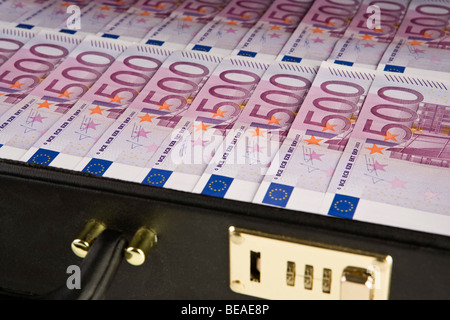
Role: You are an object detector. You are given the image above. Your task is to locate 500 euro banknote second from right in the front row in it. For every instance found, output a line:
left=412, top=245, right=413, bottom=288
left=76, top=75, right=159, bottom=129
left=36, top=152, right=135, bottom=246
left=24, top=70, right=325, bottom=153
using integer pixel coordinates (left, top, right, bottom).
left=253, top=62, right=375, bottom=213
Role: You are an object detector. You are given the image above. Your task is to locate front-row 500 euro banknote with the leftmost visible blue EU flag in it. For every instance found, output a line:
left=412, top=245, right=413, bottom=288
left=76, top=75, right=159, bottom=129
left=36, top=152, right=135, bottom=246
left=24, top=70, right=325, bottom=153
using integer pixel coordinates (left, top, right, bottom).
left=21, top=42, right=170, bottom=169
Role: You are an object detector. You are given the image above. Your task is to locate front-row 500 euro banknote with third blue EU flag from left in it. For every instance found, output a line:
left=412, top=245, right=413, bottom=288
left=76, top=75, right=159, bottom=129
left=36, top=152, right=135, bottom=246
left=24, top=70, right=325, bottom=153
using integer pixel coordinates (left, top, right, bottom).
left=135, top=57, right=268, bottom=191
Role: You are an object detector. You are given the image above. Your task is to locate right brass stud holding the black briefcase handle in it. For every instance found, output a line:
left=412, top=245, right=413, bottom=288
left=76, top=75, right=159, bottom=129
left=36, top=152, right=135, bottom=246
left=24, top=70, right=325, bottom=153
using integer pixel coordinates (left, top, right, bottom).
left=125, top=227, right=158, bottom=266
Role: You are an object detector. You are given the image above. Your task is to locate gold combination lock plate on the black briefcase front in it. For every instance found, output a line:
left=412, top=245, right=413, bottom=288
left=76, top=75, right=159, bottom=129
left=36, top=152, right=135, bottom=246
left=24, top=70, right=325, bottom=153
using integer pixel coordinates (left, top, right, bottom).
left=229, top=227, right=393, bottom=300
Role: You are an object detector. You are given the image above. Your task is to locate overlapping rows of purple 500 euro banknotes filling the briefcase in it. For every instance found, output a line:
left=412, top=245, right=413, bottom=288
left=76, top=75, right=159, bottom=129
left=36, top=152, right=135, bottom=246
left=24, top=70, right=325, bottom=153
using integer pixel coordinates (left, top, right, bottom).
left=0, top=0, right=450, bottom=235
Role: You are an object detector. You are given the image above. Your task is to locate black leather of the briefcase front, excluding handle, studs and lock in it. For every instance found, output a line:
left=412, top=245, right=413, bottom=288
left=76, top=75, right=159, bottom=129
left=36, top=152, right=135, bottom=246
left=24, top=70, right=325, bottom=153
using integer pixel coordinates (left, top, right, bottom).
left=0, top=161, right=450, bottom=300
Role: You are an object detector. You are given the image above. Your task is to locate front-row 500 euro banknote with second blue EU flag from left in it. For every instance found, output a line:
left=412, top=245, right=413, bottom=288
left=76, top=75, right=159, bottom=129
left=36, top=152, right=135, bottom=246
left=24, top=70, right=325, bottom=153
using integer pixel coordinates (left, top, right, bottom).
left=75, top=51, right=222, bottom=181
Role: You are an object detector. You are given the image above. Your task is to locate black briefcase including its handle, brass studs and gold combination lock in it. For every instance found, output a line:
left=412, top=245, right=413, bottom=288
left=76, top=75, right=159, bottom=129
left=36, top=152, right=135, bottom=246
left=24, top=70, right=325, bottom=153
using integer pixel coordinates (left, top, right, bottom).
left=0, top=160, right=450, bottom=300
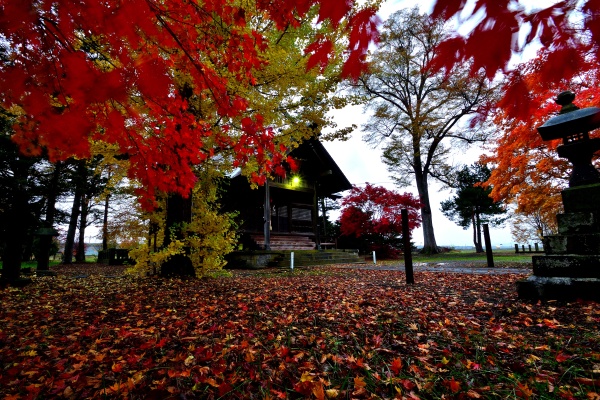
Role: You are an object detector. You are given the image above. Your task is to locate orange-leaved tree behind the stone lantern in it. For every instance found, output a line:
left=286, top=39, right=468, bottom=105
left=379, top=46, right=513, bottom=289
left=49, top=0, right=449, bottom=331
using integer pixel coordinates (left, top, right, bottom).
left=482, top=52, right=600, bottom=240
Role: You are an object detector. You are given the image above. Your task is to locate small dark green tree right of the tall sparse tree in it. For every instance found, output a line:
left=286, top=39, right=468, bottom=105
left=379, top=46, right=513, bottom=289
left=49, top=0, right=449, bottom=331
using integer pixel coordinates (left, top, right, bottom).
left=441, top=163, right=506, bottom=253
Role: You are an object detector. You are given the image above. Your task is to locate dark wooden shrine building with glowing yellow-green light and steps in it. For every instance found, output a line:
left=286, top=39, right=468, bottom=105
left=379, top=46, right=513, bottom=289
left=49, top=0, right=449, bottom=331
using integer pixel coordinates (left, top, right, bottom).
left=226, top=139, right=352, bottom=250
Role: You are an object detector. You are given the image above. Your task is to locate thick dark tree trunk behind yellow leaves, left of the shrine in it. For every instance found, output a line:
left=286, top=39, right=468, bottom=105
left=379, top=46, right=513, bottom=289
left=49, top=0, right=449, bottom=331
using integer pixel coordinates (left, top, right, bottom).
left=160, top=193, right=195, bottom=276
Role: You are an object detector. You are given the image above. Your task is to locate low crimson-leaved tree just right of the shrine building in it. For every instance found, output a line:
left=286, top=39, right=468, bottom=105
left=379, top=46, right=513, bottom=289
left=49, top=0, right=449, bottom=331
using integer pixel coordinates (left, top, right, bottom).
left=340, top=183, right=421, bottom=258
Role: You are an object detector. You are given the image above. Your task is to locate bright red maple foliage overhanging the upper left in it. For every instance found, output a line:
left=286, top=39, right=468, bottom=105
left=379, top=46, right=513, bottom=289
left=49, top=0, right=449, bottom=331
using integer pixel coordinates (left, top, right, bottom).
left=0, top=0, right=377, bottom=209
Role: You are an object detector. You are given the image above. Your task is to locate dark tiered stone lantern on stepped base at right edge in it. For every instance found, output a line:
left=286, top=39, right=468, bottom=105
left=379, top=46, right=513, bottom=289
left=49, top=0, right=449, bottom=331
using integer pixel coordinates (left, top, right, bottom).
left=517, top=91, right=600, bottom=300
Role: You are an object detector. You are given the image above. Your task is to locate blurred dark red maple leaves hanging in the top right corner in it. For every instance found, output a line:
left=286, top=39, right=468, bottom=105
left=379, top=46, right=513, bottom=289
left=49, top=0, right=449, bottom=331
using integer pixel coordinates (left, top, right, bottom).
left=432, top=0, right=600, bottom=118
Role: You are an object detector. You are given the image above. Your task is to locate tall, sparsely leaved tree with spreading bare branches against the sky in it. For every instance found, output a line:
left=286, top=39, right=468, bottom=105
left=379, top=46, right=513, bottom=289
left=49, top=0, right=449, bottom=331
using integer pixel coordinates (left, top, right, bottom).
left=353, top=9, right=492, bottom=252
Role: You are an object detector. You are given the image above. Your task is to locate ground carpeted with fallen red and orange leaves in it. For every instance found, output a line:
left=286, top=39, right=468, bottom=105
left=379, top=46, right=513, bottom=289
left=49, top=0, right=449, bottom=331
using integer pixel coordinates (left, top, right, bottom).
left=0, top=265, right=600, bottom=399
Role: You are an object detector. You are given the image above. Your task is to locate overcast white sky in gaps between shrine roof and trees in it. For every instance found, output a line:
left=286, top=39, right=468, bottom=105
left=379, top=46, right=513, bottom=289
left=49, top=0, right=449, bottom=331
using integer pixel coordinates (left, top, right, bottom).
left=324, top=0, right=514, bottom=247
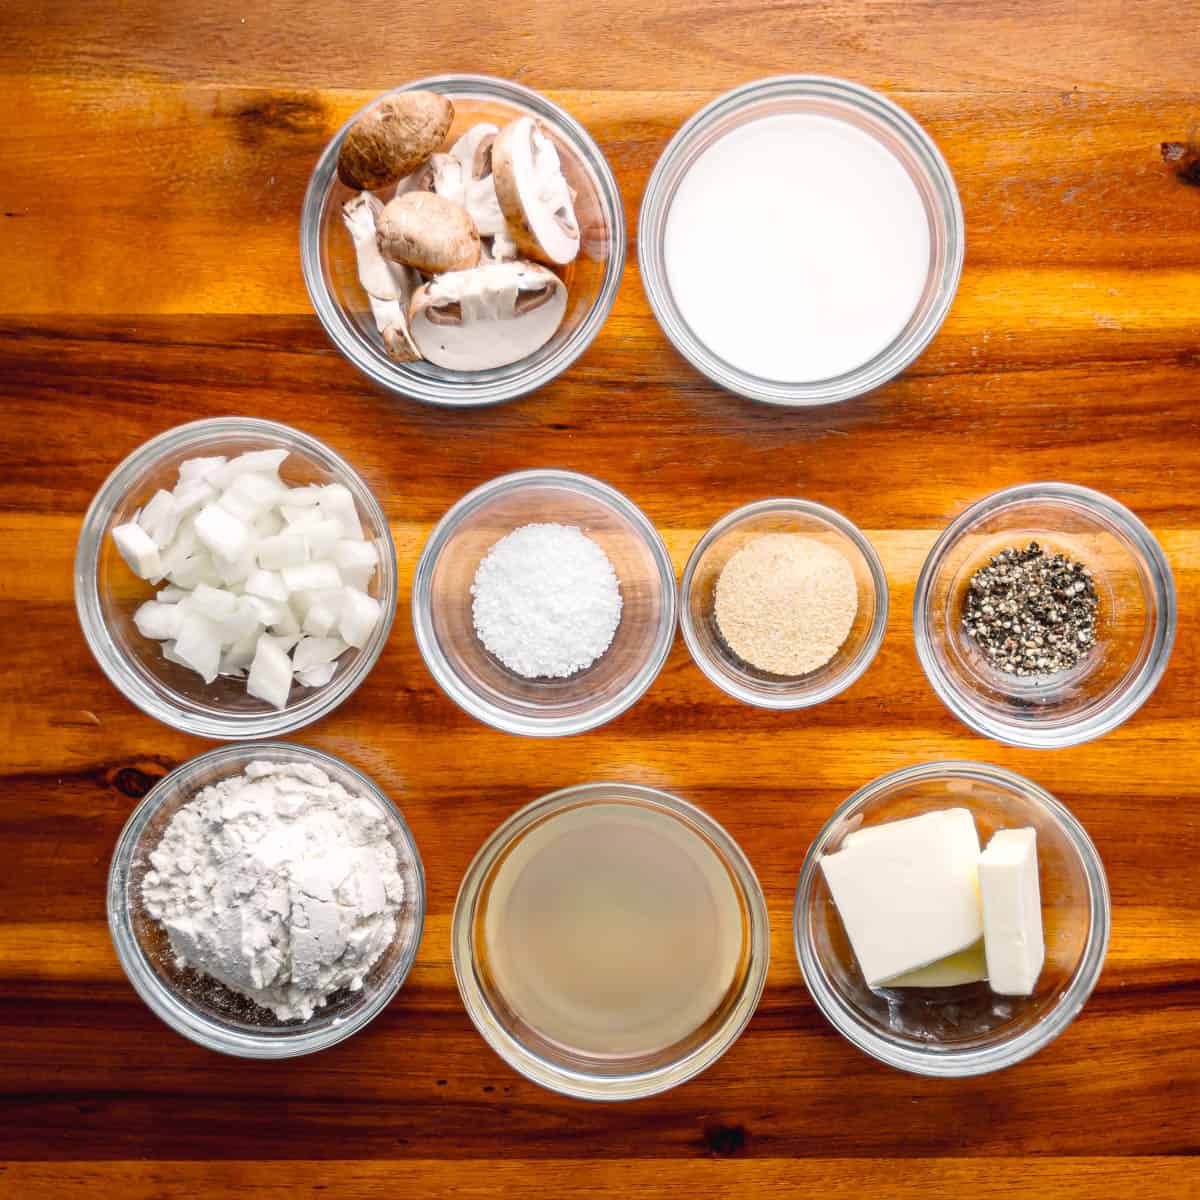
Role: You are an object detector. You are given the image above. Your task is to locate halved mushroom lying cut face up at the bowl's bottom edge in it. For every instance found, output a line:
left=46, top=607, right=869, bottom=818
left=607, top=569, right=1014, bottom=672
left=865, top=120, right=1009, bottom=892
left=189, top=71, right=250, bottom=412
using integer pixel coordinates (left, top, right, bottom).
left=409, top=260, right=566, bottom=371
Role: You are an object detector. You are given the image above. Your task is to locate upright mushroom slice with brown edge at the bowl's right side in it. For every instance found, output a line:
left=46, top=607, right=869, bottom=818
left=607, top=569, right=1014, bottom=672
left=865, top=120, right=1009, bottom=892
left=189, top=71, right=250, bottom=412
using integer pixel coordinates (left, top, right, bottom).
left=491, top=116, right=580, bottom=265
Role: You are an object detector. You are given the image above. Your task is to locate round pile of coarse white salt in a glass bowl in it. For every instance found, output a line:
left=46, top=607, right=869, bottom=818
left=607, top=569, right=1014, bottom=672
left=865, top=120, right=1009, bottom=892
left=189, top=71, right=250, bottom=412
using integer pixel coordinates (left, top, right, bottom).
left=470, top=523, right=622, bottom=679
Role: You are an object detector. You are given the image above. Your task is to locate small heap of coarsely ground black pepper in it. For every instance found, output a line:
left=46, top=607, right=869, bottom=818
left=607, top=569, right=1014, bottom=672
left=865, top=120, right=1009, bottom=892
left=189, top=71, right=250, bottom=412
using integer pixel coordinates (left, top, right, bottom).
left=962, top=541, right=1099, bottom=676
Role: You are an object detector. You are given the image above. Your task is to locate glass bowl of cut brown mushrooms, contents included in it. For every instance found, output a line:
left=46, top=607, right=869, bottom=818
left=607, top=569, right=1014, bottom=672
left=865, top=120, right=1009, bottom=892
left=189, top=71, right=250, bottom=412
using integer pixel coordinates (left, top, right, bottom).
left=300, top=76, right=625, bottom=407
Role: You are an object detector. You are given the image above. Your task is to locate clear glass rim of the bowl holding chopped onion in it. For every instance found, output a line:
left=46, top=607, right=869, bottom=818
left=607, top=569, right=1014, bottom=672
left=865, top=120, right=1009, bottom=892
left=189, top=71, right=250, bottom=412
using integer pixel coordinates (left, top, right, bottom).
left=74, top=416, right=398, bottom=742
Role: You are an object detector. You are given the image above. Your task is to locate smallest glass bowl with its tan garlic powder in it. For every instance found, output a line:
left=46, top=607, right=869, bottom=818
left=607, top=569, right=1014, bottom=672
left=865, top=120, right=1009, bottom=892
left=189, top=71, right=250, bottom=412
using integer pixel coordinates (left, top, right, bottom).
left=679, top=499, right=888, bottom=709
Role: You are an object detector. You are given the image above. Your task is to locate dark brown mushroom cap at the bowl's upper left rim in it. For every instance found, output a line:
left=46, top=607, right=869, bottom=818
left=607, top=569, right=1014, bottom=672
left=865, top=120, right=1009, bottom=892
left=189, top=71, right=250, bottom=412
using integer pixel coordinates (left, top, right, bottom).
left=337, top=91, right=454, bottom=191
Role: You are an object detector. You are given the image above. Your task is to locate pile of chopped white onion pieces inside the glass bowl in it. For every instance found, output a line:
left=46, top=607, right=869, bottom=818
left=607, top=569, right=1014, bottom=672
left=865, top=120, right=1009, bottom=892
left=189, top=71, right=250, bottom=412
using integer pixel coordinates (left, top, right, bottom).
left=113, top=450, right=382, bottom=708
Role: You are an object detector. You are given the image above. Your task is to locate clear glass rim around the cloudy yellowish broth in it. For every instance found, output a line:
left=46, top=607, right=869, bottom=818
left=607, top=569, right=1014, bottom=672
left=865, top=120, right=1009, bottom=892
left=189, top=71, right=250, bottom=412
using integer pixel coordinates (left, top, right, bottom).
left=451, top=782, right=770, bottom=1100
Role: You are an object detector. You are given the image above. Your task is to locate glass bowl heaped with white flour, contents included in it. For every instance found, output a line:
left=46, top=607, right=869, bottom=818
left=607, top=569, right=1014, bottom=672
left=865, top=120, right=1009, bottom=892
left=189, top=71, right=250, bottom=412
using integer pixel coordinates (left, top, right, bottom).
left=108, top=743, right=425, bottom=1058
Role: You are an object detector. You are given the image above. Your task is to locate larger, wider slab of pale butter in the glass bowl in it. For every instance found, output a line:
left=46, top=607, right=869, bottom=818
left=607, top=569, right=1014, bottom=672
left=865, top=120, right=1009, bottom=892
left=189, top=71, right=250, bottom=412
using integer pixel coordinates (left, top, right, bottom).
left=821, top=809, right=983, bottom=988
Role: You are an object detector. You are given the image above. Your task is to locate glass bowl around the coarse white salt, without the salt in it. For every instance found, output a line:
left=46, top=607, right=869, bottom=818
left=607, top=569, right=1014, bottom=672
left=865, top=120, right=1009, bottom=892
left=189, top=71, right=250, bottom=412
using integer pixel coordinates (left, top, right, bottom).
left=413, top=470, right=676, bottom=737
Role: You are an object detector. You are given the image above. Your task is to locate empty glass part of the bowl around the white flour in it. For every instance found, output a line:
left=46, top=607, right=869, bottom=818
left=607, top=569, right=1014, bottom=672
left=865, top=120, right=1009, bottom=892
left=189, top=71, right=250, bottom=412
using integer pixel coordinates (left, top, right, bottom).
left=108, top=743, right=425, bottom=1058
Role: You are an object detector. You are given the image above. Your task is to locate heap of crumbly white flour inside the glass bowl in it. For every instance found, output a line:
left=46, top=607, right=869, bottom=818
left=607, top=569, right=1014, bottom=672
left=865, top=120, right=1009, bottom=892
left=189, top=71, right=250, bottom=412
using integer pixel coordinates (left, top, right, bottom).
left=142, top=762, right=404, bottom=1021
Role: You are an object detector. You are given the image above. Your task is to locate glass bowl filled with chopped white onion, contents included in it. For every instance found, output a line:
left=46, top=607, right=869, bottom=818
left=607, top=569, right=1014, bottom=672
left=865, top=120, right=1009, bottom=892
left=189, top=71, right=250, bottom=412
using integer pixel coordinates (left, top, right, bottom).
left=74, top=418, right=397, bottom=740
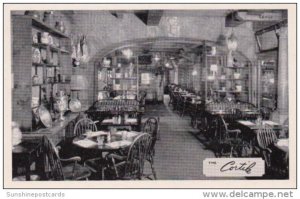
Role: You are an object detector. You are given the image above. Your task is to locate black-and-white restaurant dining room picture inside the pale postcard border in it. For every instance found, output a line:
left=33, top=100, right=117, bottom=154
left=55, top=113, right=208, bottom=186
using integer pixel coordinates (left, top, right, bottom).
left=10, top=7, right=295, bottom=181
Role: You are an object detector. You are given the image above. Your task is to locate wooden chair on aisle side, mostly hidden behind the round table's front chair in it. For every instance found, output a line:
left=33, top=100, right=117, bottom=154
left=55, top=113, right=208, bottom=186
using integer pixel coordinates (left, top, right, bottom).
left=142, top=117, right=159, bottom=180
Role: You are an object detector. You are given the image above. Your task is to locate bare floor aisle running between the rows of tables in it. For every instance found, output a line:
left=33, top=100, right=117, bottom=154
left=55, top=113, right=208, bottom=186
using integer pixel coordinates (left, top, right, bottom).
left=145, top=99, right=215, bottom=180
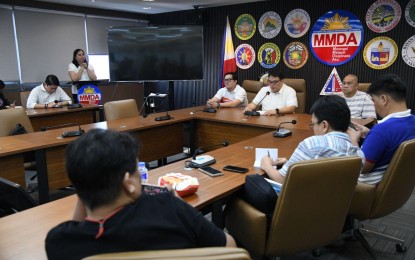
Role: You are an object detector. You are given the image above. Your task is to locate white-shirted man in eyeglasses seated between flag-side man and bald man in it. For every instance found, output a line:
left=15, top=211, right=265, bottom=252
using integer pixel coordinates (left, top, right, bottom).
left=245, top=72, right=298, bottom=116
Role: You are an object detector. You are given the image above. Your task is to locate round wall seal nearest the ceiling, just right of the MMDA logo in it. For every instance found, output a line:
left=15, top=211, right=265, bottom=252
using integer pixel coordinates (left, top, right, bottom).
left=366, top=0, right=402, bottom=33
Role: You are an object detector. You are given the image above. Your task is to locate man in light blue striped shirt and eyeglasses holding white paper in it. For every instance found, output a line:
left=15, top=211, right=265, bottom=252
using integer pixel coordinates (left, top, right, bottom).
left=261, top=95, right=365, bottom=183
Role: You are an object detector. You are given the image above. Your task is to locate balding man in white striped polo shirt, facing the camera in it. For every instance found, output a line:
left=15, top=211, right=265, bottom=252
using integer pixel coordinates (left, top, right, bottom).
left=342, top=74, right=376, bottom=119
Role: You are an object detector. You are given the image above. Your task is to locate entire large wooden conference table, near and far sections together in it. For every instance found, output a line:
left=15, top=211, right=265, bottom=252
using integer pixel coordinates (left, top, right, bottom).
left=0, top=107, right=376, bottom=259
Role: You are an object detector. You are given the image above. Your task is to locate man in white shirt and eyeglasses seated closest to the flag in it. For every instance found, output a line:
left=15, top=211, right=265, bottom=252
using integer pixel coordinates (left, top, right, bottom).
left=206, top=72, right=248, bottom=108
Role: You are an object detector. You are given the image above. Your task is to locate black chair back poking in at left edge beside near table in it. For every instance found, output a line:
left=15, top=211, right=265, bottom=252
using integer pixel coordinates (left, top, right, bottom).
left=0, top=177, right=36, bottom=217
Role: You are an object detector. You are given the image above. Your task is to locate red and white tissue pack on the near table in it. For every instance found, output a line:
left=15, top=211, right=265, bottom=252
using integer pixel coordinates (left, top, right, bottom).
left=158, top=172, right=199, bottom=197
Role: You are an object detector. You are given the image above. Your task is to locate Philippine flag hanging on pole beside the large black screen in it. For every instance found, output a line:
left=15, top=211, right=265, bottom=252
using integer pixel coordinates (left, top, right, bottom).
left=219, top=17, right=236, bottom=87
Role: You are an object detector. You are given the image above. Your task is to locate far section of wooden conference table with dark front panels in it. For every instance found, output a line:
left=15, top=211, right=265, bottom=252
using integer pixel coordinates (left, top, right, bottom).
left=0, top=107, right=310, bottom=203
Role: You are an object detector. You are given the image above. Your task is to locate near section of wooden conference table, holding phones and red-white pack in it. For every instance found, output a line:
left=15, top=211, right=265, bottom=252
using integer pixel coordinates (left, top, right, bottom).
left=0, top=128, right=312, bottom=259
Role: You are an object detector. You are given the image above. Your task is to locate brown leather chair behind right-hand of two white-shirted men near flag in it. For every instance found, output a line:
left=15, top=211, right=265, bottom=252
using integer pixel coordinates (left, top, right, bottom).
left=242, top=78, right=307, bottom=114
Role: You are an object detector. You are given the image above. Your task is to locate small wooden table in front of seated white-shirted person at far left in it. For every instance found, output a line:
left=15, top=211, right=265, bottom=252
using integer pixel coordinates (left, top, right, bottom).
left=26, top=104, right=105, bottom=131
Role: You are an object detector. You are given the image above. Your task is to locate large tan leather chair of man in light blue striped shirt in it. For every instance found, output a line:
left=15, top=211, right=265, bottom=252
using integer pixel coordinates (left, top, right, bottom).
left=225, top=156, right=362, bottom=257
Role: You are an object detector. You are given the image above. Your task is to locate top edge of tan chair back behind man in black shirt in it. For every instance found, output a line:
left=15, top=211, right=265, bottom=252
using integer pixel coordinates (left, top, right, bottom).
left=84, top=247, right=251, bottom=260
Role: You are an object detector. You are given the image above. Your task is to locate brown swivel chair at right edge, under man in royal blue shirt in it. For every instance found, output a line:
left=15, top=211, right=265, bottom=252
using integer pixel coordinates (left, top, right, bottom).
left=349, top=139, right=415, bottom=258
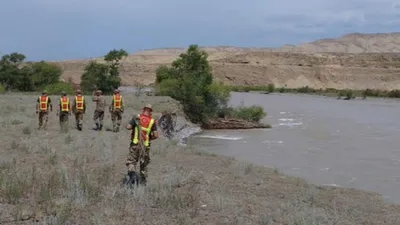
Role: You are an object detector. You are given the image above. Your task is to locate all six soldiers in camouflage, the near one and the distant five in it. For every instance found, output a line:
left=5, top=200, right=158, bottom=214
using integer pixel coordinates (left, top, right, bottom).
left=36, top=88, right=159, bottom=184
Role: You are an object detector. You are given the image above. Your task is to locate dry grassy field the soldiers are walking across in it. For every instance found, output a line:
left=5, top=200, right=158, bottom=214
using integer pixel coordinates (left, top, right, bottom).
left=0, top=94, right=400, bottom=225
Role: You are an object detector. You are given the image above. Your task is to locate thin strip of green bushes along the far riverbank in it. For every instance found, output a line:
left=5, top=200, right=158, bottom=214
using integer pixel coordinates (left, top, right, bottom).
left=228, top=84, right=400, bottom=99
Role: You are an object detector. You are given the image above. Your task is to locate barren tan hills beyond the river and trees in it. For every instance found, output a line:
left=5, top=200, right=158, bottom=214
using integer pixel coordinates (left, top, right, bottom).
left=55, top=33, right=400, bottom=89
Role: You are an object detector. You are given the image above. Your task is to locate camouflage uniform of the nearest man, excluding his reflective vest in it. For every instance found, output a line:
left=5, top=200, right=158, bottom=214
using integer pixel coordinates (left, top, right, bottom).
left=126, top=104, right=157, bottom=181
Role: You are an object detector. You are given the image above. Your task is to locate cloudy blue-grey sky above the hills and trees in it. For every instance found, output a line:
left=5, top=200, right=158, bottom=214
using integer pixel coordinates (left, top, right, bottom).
left=0, top=0, right=400, bottom=60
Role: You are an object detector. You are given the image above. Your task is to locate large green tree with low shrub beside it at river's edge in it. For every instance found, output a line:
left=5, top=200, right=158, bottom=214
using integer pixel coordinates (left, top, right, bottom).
left=156, top=45, right=265, bottom=124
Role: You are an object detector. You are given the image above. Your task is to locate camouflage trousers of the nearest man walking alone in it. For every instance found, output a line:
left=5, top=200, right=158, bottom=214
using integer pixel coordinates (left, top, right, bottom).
left=126, top=144, right=151, bottom=178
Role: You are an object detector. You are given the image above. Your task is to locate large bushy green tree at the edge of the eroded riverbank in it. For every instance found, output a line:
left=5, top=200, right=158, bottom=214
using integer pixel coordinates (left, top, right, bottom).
left=156, top=45, right=218, bottom=123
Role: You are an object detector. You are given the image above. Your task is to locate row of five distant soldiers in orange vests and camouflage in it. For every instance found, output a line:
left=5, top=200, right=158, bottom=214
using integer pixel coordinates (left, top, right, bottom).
left=36, top=89, right=124, bottom=132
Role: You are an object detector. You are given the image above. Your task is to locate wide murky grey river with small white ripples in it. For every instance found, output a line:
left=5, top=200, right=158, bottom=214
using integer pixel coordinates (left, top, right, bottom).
left=188, top=93, right=400, bottom=203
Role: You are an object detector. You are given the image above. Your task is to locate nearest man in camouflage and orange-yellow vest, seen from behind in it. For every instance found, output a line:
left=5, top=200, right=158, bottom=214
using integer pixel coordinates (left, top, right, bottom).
left=126, top=104, right=158, bottom=184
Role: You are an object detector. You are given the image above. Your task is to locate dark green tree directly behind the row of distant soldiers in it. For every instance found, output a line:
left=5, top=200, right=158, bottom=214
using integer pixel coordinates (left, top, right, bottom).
left=81, top=49, right=128, bottom=93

• • • • • • •

Assignment
Reproduce each line from the records that contains the word "hills".

Task solution
Role: You are an object detector. You are given the image above. Your task is to locate barren tan hills beyond the river and trees in it. For every instance found, output a line:
Role: You are an object detector. You are given the image above. Your task is to locate cloudy blue-grey sky above the hills and trees in it. For every instance found, output a line:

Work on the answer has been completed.